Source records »
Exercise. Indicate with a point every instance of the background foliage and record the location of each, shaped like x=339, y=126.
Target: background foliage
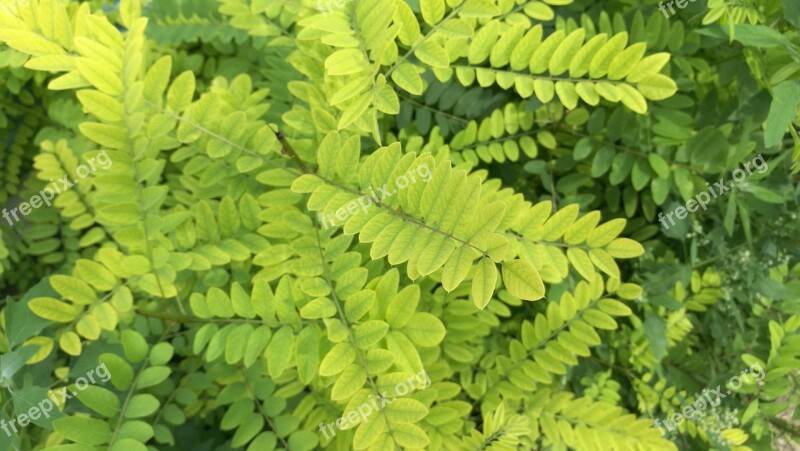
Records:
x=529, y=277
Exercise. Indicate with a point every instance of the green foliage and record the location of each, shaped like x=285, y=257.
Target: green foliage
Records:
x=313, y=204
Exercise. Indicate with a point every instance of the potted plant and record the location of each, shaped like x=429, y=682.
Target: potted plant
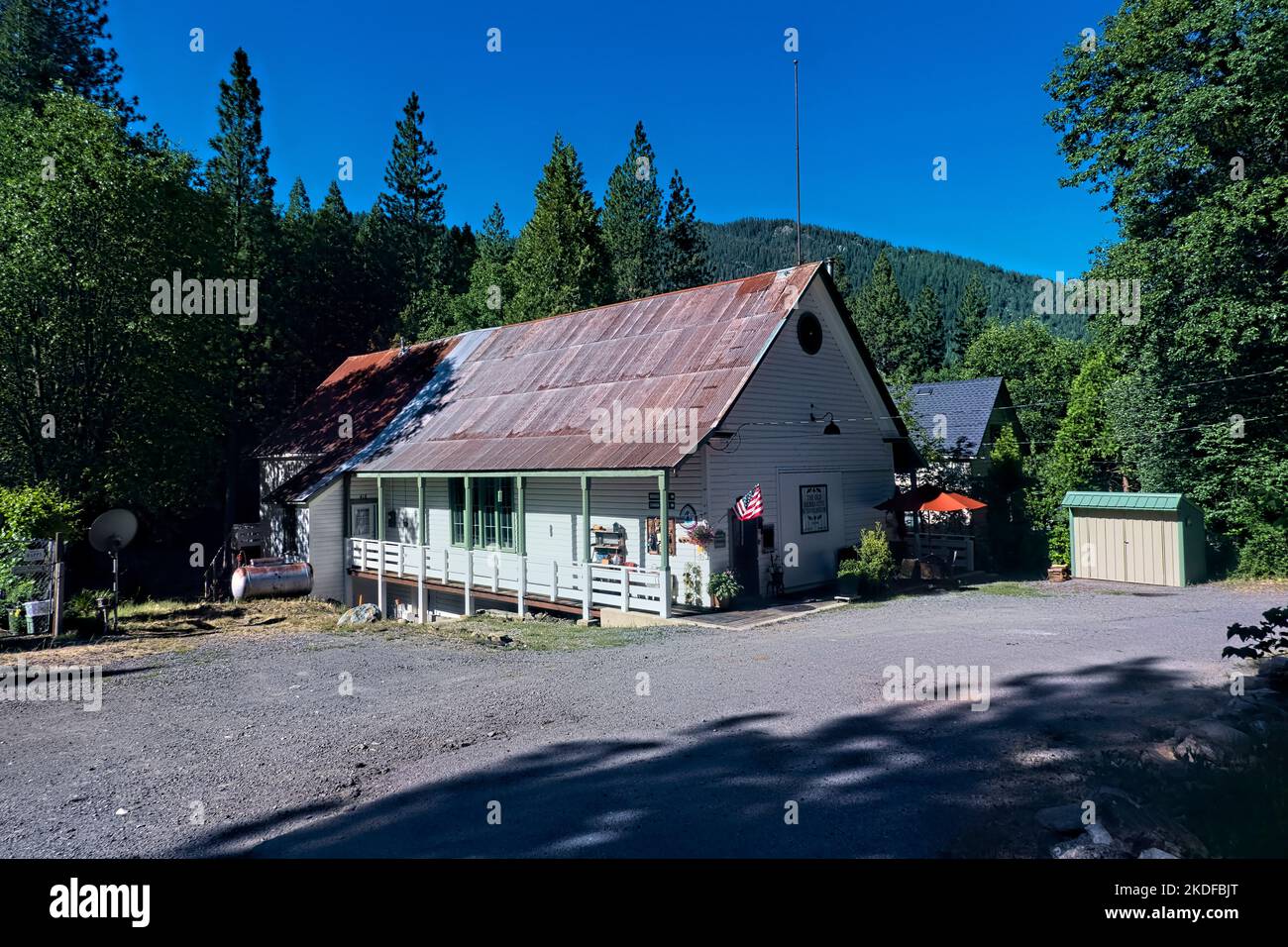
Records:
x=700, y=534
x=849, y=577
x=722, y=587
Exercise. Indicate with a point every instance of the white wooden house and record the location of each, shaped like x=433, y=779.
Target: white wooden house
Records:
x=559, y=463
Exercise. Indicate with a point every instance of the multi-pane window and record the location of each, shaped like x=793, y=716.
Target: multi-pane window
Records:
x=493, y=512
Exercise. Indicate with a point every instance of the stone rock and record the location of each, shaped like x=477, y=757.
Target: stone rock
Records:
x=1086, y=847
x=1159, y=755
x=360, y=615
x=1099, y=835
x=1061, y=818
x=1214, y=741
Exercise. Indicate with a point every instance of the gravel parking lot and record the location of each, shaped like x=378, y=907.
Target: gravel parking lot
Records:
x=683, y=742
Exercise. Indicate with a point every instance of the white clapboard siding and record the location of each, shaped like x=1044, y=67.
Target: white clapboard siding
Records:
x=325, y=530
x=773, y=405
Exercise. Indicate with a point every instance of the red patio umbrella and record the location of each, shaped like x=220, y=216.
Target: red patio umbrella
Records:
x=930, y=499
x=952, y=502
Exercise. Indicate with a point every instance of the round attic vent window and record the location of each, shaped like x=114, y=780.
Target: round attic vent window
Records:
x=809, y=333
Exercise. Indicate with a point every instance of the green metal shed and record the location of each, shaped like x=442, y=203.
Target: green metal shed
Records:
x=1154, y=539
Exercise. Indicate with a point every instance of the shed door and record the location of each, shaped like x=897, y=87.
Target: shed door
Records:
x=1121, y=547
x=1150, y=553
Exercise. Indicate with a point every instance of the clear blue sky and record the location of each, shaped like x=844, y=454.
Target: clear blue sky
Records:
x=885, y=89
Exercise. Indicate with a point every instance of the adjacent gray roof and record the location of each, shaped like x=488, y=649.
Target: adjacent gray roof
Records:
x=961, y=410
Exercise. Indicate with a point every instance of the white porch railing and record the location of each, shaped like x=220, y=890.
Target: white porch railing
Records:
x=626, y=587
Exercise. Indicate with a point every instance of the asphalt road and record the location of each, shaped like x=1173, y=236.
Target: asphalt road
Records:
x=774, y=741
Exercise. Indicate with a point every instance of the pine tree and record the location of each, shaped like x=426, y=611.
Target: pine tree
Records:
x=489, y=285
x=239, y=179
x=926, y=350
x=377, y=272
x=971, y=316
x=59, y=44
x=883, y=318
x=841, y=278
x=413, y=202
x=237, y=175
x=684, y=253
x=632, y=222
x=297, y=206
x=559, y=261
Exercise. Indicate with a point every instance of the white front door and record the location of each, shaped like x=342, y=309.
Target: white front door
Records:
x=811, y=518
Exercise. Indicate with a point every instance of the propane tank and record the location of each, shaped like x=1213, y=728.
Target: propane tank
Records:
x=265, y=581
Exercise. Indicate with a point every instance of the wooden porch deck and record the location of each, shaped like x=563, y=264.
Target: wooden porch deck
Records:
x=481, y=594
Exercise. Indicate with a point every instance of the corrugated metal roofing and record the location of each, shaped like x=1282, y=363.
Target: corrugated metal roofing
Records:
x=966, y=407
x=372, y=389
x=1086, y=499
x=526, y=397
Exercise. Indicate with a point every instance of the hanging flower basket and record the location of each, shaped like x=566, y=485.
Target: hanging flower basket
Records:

What is expected » Return the number of lines in the records holding the string "shed", without any other words.

Exercise solution » 4